→ **WORK REQUIRED**
Only the lines from the line containing "If you could identify the snow on" to the end of the entries should be repeated, exactly as they appear.

→ **DATA EXTRACT**
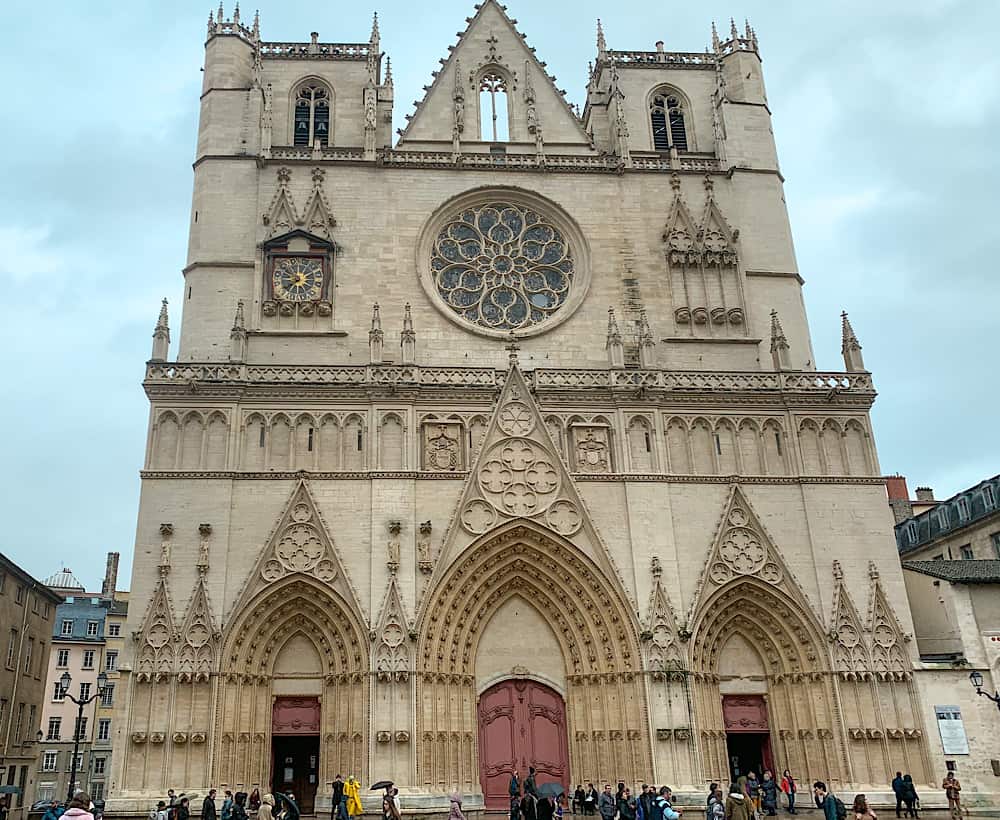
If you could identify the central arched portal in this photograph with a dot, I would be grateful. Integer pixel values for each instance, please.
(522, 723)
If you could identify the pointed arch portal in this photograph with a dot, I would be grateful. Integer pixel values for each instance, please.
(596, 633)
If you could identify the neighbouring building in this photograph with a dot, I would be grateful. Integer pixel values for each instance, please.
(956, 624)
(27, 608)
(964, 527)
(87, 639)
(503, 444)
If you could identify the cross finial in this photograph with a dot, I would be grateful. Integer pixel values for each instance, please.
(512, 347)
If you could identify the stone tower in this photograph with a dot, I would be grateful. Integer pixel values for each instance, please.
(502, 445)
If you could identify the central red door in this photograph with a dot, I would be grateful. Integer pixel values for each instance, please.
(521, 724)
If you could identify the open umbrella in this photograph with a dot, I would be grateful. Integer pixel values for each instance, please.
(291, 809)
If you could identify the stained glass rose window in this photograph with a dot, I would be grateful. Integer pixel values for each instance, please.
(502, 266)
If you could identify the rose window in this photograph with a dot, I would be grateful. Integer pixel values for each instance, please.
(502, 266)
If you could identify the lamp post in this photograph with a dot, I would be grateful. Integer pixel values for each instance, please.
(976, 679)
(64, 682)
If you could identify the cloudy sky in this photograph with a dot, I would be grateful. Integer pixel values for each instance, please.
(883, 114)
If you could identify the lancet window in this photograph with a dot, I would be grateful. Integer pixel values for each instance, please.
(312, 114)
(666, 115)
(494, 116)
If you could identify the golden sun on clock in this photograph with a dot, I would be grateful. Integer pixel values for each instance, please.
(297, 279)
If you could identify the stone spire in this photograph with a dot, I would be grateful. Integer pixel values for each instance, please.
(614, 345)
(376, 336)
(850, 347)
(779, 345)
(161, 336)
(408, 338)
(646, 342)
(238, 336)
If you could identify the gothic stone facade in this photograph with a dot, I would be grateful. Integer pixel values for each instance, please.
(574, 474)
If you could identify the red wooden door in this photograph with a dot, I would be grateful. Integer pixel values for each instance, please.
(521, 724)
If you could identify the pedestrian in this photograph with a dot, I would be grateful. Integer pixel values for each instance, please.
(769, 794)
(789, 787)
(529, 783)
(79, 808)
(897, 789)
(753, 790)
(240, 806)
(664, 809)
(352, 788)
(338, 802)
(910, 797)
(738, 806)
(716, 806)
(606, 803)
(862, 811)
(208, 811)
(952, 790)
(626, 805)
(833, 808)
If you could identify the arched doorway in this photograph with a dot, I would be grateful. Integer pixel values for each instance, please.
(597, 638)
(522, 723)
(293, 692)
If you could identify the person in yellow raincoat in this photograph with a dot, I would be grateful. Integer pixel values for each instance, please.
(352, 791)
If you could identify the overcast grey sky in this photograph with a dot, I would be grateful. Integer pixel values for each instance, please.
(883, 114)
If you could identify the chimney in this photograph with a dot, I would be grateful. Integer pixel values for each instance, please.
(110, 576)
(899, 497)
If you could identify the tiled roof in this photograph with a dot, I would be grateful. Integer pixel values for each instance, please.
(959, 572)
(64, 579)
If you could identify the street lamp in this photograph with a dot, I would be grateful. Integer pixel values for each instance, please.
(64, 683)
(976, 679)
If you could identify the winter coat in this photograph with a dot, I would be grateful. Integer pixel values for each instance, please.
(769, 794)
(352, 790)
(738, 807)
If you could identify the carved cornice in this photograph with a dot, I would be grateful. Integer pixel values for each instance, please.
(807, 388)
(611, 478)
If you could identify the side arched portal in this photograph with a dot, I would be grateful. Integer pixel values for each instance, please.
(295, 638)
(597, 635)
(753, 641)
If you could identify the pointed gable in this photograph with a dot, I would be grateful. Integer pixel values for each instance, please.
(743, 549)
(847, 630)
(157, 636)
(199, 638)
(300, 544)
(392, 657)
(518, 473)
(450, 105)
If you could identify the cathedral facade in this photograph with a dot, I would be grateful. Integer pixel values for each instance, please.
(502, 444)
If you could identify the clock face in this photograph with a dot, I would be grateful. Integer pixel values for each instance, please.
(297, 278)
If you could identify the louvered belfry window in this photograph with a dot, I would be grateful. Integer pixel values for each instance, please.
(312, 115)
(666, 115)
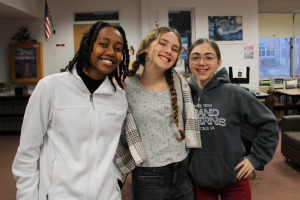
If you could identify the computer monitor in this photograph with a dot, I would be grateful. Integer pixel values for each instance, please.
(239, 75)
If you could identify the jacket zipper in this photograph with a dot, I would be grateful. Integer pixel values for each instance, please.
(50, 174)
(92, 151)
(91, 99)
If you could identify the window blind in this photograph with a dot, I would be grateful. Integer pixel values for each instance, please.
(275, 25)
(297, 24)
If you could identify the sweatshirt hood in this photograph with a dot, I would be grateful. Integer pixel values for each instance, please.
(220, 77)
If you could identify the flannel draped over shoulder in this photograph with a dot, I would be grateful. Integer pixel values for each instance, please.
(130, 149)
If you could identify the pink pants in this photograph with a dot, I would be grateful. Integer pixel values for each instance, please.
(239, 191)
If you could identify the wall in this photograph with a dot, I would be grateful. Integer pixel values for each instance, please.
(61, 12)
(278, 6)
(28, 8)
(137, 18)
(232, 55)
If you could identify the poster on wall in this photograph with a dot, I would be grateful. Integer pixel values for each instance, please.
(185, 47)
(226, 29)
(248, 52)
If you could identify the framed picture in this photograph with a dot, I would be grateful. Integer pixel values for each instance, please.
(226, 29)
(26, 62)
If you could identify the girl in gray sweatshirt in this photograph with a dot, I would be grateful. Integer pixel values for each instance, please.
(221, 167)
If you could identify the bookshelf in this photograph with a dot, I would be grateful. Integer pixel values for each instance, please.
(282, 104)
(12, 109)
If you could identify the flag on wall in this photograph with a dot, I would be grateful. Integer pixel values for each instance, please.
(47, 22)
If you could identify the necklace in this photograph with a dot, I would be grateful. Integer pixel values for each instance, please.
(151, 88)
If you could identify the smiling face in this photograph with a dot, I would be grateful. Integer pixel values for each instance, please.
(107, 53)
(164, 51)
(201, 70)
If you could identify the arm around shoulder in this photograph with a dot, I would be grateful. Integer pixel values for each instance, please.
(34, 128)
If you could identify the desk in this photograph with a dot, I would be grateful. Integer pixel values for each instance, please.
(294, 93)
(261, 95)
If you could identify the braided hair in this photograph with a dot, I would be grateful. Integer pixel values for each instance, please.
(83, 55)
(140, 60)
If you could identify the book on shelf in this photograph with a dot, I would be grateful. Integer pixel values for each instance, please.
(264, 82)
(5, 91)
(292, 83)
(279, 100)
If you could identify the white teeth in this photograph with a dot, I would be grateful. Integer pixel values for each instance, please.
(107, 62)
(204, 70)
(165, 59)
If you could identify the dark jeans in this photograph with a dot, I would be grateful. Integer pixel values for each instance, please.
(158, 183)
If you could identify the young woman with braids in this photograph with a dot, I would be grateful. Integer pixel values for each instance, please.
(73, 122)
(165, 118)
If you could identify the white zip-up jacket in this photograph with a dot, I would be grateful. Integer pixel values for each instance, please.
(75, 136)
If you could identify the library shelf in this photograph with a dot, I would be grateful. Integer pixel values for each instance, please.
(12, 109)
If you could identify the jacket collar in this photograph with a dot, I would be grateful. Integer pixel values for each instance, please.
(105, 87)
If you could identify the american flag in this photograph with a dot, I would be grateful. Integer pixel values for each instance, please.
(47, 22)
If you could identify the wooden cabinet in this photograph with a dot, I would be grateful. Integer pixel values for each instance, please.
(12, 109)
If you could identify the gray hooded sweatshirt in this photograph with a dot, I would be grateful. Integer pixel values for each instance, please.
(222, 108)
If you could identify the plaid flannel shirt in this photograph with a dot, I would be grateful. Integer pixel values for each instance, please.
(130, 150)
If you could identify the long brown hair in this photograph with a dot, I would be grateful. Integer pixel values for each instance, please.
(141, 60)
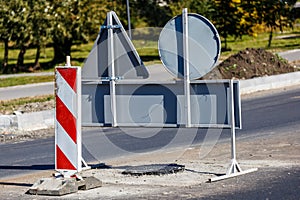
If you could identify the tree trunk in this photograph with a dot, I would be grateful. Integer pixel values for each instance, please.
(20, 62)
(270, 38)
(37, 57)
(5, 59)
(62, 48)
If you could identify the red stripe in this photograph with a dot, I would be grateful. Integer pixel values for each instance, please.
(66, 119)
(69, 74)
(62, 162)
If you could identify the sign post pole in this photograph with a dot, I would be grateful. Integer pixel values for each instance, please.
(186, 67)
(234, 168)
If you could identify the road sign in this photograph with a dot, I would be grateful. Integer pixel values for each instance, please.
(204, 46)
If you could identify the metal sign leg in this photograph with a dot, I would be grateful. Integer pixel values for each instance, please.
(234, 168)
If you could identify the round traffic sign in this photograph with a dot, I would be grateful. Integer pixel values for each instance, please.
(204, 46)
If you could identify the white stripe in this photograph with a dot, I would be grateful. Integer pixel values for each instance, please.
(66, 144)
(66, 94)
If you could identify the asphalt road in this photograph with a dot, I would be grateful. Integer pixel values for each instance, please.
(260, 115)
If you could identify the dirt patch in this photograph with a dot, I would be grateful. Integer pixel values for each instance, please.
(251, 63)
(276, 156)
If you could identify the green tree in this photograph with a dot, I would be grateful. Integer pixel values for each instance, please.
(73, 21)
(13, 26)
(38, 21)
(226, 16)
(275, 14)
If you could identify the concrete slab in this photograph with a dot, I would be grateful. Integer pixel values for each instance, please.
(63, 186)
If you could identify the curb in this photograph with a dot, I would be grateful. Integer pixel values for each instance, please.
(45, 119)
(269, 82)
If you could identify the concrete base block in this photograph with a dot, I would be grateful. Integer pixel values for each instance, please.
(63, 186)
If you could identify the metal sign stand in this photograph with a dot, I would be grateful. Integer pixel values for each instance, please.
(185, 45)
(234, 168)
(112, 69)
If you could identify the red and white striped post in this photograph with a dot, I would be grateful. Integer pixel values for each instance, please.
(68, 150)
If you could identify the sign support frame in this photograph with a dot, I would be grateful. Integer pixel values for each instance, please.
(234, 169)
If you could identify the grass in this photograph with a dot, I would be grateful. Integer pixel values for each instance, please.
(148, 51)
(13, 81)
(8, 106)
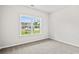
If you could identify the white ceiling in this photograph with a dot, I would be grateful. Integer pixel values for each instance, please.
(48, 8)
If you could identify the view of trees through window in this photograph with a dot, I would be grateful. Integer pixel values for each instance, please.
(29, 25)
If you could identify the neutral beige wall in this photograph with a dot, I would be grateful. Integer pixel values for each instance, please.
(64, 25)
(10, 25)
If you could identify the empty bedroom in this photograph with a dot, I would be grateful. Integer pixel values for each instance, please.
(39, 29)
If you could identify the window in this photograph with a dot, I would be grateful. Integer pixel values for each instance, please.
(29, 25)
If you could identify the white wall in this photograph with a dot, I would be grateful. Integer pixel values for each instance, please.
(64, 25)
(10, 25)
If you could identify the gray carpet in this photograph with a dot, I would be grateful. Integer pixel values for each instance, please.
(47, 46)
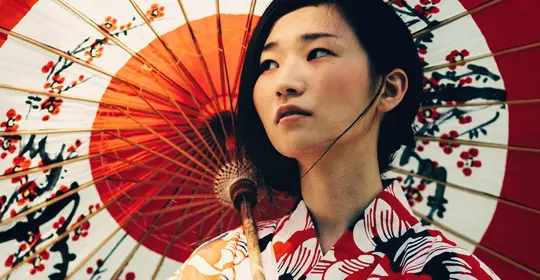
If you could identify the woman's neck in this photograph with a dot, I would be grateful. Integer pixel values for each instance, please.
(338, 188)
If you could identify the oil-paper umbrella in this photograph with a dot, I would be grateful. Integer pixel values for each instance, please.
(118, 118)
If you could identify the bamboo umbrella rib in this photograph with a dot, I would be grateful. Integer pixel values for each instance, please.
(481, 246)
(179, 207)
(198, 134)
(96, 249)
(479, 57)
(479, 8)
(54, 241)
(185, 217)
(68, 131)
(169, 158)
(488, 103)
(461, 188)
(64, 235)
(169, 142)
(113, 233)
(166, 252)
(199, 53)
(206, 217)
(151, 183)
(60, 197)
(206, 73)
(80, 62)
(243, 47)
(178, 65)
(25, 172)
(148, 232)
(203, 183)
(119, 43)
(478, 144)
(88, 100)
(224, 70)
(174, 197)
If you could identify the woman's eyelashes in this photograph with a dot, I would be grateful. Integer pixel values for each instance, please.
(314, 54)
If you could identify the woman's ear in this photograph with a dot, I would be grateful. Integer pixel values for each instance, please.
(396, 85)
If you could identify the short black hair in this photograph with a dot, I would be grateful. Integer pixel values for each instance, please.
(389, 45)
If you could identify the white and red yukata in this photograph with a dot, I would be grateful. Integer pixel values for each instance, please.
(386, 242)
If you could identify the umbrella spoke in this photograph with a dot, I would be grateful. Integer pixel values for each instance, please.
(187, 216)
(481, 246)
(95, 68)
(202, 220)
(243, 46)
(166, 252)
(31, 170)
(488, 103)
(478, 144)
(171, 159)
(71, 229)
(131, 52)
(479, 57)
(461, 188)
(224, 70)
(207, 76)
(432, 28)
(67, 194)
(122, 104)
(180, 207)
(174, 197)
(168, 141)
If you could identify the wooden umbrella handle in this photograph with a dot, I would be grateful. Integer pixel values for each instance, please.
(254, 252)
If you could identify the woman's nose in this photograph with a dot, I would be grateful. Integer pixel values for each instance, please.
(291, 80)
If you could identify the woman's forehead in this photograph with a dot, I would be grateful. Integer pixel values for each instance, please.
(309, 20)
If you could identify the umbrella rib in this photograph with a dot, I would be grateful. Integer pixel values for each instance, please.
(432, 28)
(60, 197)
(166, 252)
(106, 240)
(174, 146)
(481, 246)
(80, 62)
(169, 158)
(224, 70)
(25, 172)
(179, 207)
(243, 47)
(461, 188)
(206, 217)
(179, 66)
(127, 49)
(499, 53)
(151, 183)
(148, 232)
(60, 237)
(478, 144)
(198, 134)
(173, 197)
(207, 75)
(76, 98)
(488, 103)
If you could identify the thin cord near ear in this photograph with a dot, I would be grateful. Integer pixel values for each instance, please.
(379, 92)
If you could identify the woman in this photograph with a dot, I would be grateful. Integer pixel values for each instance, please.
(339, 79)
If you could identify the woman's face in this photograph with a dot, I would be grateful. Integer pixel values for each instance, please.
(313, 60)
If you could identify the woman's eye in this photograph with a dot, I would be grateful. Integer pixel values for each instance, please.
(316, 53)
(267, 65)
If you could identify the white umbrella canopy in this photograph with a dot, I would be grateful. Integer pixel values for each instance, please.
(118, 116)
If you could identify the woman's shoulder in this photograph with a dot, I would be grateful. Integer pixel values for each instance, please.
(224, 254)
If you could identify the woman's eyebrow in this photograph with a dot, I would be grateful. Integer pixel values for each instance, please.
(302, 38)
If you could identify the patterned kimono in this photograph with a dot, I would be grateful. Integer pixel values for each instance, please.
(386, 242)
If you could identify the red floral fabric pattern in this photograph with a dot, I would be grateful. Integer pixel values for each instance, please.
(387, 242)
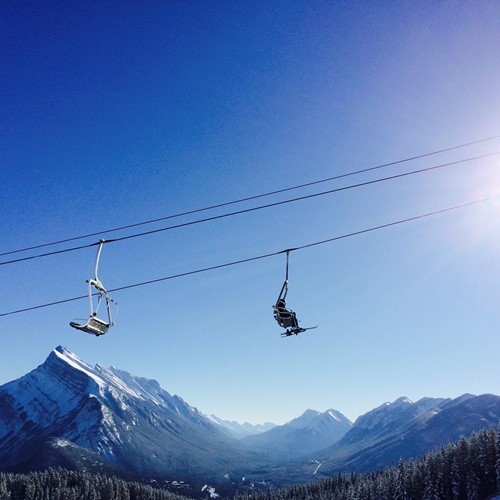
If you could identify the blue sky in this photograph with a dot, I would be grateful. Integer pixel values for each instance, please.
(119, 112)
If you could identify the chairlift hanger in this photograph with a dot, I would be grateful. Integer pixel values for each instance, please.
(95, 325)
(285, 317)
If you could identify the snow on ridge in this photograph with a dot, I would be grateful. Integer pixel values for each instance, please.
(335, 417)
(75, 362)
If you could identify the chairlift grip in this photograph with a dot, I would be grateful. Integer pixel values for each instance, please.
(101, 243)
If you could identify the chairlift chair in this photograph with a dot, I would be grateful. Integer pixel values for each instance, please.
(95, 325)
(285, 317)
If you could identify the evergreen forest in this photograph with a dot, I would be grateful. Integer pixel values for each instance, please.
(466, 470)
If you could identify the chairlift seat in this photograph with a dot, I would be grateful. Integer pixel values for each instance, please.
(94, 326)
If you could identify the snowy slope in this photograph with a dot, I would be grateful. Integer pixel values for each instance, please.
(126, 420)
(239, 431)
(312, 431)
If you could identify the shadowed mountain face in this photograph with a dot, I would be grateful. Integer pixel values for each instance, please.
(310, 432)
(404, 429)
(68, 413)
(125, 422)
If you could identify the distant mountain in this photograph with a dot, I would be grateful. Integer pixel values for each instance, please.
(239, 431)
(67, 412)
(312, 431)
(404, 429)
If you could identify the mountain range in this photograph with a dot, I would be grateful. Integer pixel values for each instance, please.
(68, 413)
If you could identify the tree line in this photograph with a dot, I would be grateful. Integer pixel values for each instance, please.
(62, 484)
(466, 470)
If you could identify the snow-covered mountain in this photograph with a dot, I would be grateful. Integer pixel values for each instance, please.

→ **SOLUTION TO THIS TASK**
If you could identify the snow on ridge in this photograph with a dot, I would be grateful. Integer pixel values for each instance, please.
(335, 417)
(75, 362)
If you could identify the chairlift grip in this photograph with a dot, I would be grateful. Integer pixel values for each instance, please.
(101, 243)
If you could identify the chairlift chair in this photograph with a dot, I would be grateful. Integer pixel values for each instance, please.
(95, 325)
(285, 317)
If you could identify the evergreen forest in this photograph with a dot, I would be grateful. Integer pixel values for each instance, please.
(466, 470)
If you could identify the chairlift seat in this photograph with a dot, I would be grateful. Integer pixel values for each instance, please.
(94, 326)
If you could identify the snowy slope in this photograph with a dot, I would be grateful. Integer pixel values for each instance, please.
(126, 420)
(239, 431)
(312, 431)
If you could identify the shadowed mountain face in this photograph with a dot, I would be grateful. Integer pixel values for each instance, please.
(310, 432)
(404, 429)
(68, 413)
(125, 422)
If you could identify the distant mountain in this photograph with a dot, I would be grateful. Integer pixel values for each instance, please.
(239, 431)
(67, 412)
(312, 431)
(404, 429)
If you could identify the mountain range in this photograph with a dot, I would be grateful. Integer pixel values for each instance, please.
(68, 413)
If you could identify the tree line in this photograph with a dot, I would be grateful. Integer pixel values for each instance, please.
(62, 484)
(466, 470)
If you could identify the snow-covered mountain in this photograph with a dot, I would be grateful. Integer pixel values for each instance, please.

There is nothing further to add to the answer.